What you have to do:
Nothing but the data itself, reproduced exactly, is the expected answer.

Materials provided below:

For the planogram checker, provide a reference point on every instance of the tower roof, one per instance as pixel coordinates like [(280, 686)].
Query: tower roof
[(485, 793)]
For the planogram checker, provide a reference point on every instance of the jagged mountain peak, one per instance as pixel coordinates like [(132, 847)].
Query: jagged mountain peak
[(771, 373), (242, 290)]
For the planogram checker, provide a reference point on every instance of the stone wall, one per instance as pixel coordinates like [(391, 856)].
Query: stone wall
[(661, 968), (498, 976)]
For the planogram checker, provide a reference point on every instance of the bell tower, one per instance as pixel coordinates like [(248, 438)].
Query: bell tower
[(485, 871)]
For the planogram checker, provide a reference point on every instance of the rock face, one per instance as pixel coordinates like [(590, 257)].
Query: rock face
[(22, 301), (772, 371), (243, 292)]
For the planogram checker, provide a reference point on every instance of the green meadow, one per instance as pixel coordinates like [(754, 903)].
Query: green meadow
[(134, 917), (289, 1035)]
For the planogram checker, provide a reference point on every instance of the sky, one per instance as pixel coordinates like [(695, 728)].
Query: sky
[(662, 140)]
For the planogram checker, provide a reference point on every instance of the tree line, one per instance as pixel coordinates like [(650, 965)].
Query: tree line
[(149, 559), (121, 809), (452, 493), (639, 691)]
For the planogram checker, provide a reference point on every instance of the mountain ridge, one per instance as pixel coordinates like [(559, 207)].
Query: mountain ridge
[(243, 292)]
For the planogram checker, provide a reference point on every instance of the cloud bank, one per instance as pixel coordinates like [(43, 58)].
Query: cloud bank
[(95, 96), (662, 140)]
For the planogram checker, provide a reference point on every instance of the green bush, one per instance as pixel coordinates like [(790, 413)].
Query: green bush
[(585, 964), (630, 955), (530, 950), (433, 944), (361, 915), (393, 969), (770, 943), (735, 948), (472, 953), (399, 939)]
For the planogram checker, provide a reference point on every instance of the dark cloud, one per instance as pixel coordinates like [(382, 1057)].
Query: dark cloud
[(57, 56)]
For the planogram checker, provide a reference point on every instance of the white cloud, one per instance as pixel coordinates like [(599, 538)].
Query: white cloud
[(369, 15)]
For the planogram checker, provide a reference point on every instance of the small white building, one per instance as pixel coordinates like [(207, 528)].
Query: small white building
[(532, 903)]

End of Materials provided.

Answer space:
For the planogram checker, provide a reference point on every instance of the tower roof, one per instance as pixel coordinates like [(280, 686)].
Query: tower roof
[(485, 793)]
For the planogram checker, provide a reference point on every instance of the jagged mountain peak, one per instance as pixel coordinates like [(132, 847)].
Query: jagged mountain peak
[(771, 373), (242, 290)]
For the planogram checker, provide a reference point on every instance of the stone wall, one per instance as pixel coordinates like [(391, 856)].
Query: stone wall
[(661, 968), (498, 976)]
For the planogram checker, provide a reference point on every instance of the bell tower, one per instance as pixel coordinates like [(248, 438)].
Query: bell tower
[(485, 871)]
For the planogram checker, provide a reference point on every instance of the rock face, one per instance as pixel coordinates like [(590, 257)].
Query: rock face
[(22, 301), (772, 371), (243, 292)]
For the planogram checker, provide a reference point on every instance of the green meadow, one per instance as pixel coordinates like [(754, 903)].
Query: green meadow
[(134, 917), (289, 1035)]
For the planogram checker, provide a reference point on every instance of the sky, one per instance as pixel coordinates like [(695, 728)].
Query: sky
[(662, 140)]
For the planogram checker, provide a reference point on every instance of the tree line, one per instance as pixel coordinates like [(650, 965)].
Query: tree line
[(149, 559), (121, 809), (452, 493), (639, 691)]
For the planogram checker, provide a reference point on every instance of the mountain ridge, one per instance as pixel coordinates like [(559, 207)].
Query: mountain ridge
[(243, 292)]
For the planogram checker, provide a reference point on every instance of the cloud bank, one per instance as pixel coordinates like [(43, 58)].
Query: cloud bank
[(95, 96), (662, 140)]
For the planogram checker, provide a reference point on every instance of the green bush, one per instance as pixel coordinates like [(790, 413)].
Query: green bush
[(585, 964), (630, 955), (530, 950), (433, 944), (361, 915), (393, 969), (770, 943), (735, 948), (472, 953), (399, 939)]
For the planogram checker, provide a reference point on every instance of the dark cloud, one per instance as pixel coordinates like [(382, 1057)].
Query: dark cloud
[(57, 56)]
For the planogram checker, provide a reference point on every instance of the white cloud, one per instance as pixel coordinates like [(599, 538)].
Query: white cloud
[(369, 15)]
For the planogram checker, provide a reference point on every instance of the small white building, one per instance as pixel coordinates like [(207, 528)].
Query: small white building
[(532, 903)]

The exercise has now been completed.